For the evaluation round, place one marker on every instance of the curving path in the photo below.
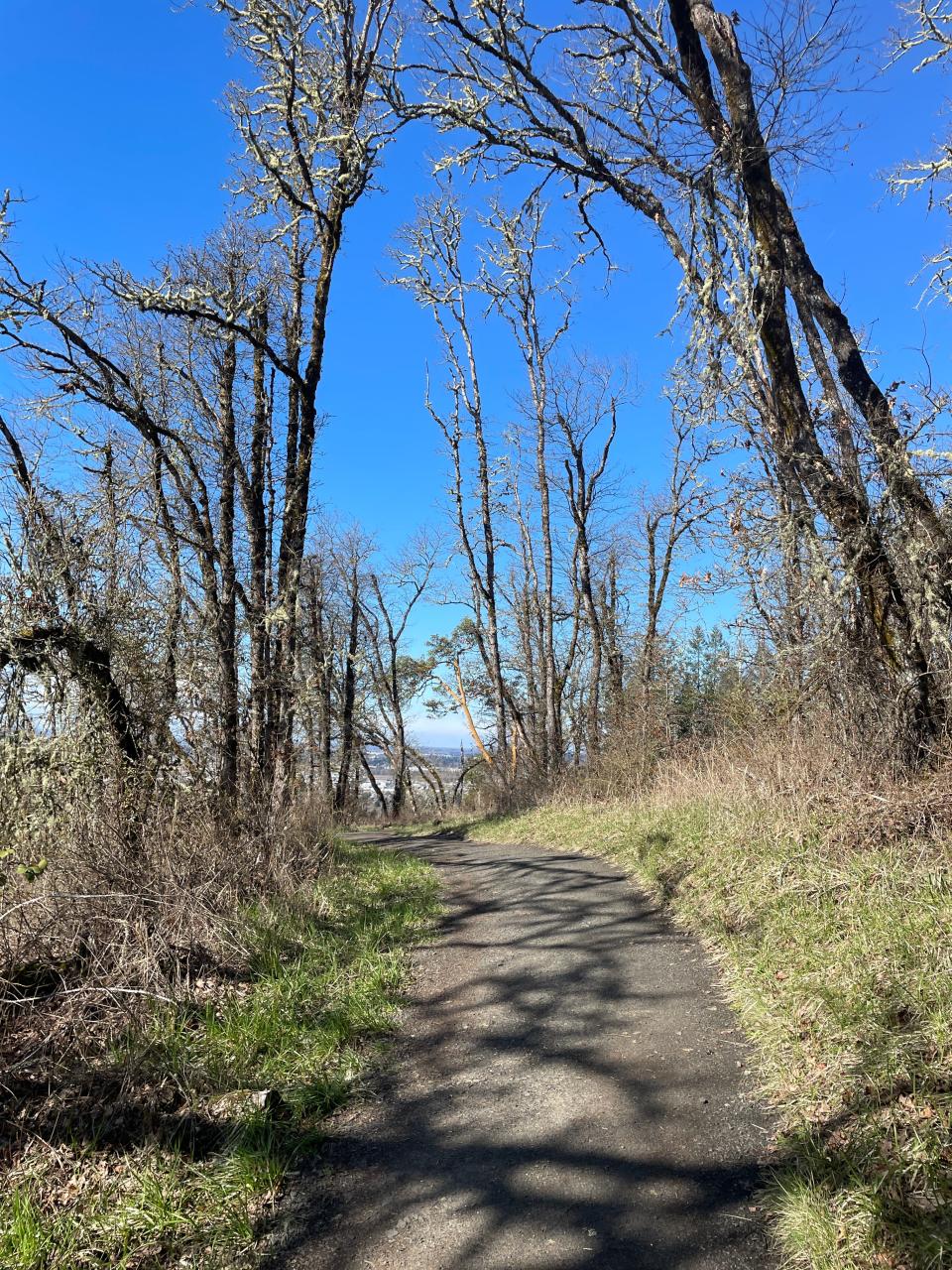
(567, 1091)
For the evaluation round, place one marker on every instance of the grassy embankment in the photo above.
(235, 1080)
(830, 915)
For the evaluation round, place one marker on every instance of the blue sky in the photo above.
(111, 128)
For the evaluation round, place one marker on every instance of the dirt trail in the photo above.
(566, 1091)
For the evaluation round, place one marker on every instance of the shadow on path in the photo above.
(566, 1092)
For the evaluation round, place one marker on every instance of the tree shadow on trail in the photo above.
(542, 1107)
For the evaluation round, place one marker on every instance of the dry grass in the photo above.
(826, 898)
(153, 960)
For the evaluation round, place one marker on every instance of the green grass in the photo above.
(325, 979)
(839, 964)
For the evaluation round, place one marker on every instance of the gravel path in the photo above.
(566, 1091)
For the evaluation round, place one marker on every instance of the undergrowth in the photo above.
(833, 937)
(234, 1080)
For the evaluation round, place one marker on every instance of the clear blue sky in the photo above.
(111, 128)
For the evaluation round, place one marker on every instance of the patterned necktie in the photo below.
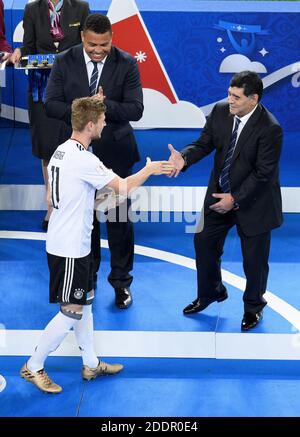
(94, 79)
(224, 176)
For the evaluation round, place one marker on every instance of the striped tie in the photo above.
(224, 176)
(94, 79)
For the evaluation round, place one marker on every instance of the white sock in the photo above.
(84, 332)
(53, 335)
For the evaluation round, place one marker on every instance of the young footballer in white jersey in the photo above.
(74, 175)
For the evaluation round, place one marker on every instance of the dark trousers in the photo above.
(121, 245)
(209, 243)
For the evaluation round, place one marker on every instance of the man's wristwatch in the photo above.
(184, 158)
(235, 204)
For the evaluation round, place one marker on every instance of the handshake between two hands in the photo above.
(107, 198)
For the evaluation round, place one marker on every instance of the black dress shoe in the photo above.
(200, 304)
(250, 320)
(123, 297)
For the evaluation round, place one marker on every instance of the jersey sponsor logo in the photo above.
(80, 147)
(78, 293)
(58, 154)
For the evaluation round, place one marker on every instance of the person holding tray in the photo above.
(50, 26)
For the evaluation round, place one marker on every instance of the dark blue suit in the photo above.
(254, 182)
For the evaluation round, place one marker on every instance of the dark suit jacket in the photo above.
(36, 23)
(121, 85)
(254, 171)
(4, 46)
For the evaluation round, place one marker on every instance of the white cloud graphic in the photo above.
(159, 112)
(238, 63)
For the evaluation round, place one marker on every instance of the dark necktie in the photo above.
(224, 176)
(94, 79)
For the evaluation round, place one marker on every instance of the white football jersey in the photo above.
(74, 174)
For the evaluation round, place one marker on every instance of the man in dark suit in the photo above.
(243, 190)
(80, 72)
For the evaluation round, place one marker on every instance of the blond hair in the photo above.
(84, 110)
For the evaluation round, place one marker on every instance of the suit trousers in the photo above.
(209, 244)
(120, 237)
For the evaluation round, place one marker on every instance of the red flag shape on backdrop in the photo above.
(130, 34)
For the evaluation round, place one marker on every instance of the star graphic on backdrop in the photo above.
(263, 52)
(140, 56)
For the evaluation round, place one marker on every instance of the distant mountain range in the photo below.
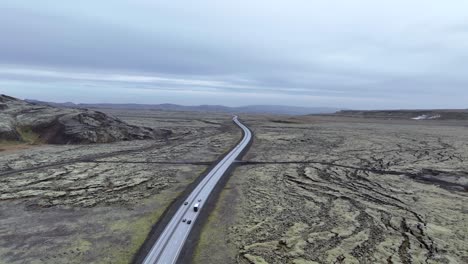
(255, 109)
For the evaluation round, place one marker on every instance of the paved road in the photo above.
(168, 246)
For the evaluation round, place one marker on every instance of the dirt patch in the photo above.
(98, 203)
(344, 192)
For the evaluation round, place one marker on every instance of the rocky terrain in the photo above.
(97, 203)
(441, 114)
(344, 190)
(33, 123)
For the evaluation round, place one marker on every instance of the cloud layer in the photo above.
(354, 54)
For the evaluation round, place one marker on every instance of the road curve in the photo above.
(167, 248)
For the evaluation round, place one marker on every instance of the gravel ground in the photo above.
(97, 203)
(340, 190)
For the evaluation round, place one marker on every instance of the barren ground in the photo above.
(343, 190)
(97, 203)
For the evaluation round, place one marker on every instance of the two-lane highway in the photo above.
(171, 241)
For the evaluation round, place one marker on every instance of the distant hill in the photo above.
(256, 109)
(429, 114)
(22, 121)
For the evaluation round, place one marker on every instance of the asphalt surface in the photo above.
(167, 248)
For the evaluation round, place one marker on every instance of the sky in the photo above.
(360, 54)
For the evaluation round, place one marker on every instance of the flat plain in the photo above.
(311, 189)
(327, 189)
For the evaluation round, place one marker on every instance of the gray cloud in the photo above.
(363, 54)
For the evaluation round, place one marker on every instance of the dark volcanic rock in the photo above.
(63, 126)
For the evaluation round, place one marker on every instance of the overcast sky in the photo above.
(351, 54)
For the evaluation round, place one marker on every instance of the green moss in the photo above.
(137, 231)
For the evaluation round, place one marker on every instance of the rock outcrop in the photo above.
(20, 119)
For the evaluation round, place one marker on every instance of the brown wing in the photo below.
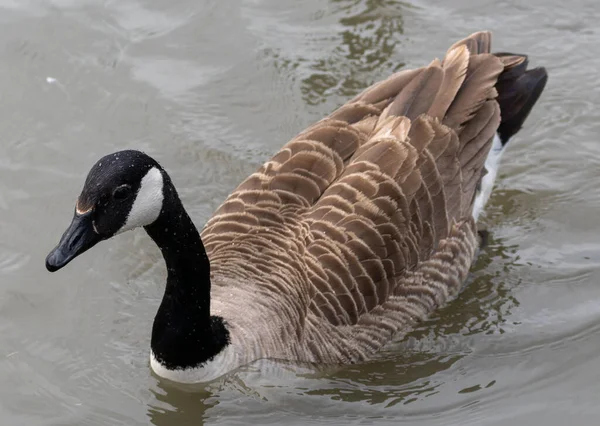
(332, 221)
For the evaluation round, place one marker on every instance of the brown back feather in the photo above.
(361, 208)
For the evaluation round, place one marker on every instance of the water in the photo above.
(211, 89)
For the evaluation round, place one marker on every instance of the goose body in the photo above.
(354, 231)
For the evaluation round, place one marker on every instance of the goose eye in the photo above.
(122, 192)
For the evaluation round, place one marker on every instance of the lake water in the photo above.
(211, 89)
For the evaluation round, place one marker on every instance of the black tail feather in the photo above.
(518, 91)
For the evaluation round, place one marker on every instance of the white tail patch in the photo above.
(148, 201)
(487, 183)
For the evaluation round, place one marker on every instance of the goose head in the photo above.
(122, 191)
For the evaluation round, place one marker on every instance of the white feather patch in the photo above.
(224, 362)
(148, 201)
(487, 183)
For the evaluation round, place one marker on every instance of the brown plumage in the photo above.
(354, 231)
(361, 225)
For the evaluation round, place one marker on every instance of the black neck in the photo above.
(184, 334)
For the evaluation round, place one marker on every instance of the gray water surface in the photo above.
(211, 89)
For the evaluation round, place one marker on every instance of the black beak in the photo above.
(79, 237)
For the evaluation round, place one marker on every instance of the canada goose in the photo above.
(354, 231)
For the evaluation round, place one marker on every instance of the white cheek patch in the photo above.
(148, 201)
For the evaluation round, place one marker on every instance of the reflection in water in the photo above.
(365, 50)
(179, 405)
(407, 370)
(372, 30)
(410, 370)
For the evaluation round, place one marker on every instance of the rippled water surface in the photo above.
(211, 89)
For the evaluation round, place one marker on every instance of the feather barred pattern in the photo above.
(361, 225)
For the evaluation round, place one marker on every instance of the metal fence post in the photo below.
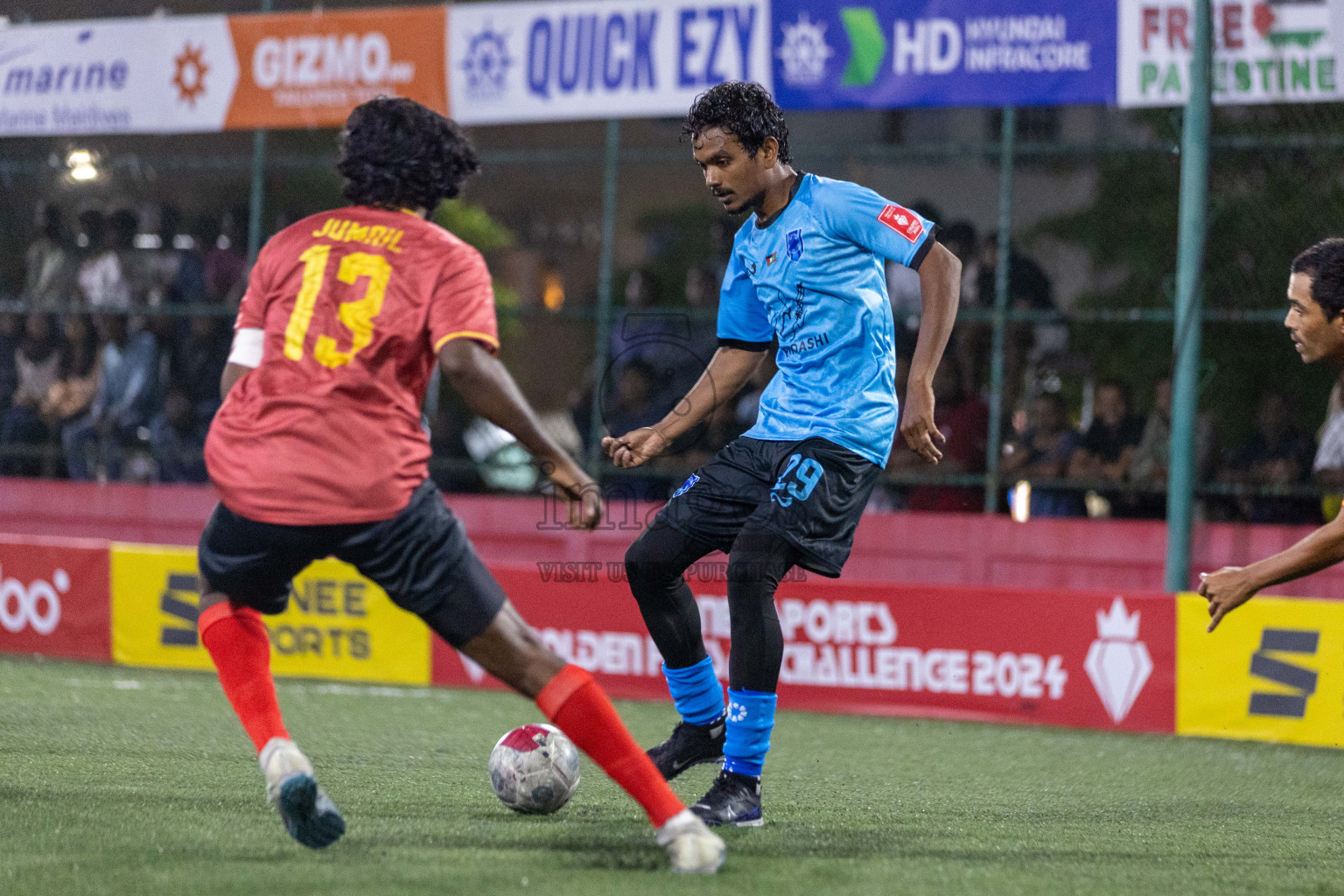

------------------------------------------------------------------------

What you are asked to do - State how many of the lines above contain the word "necktie", giving only the number.

The output - 2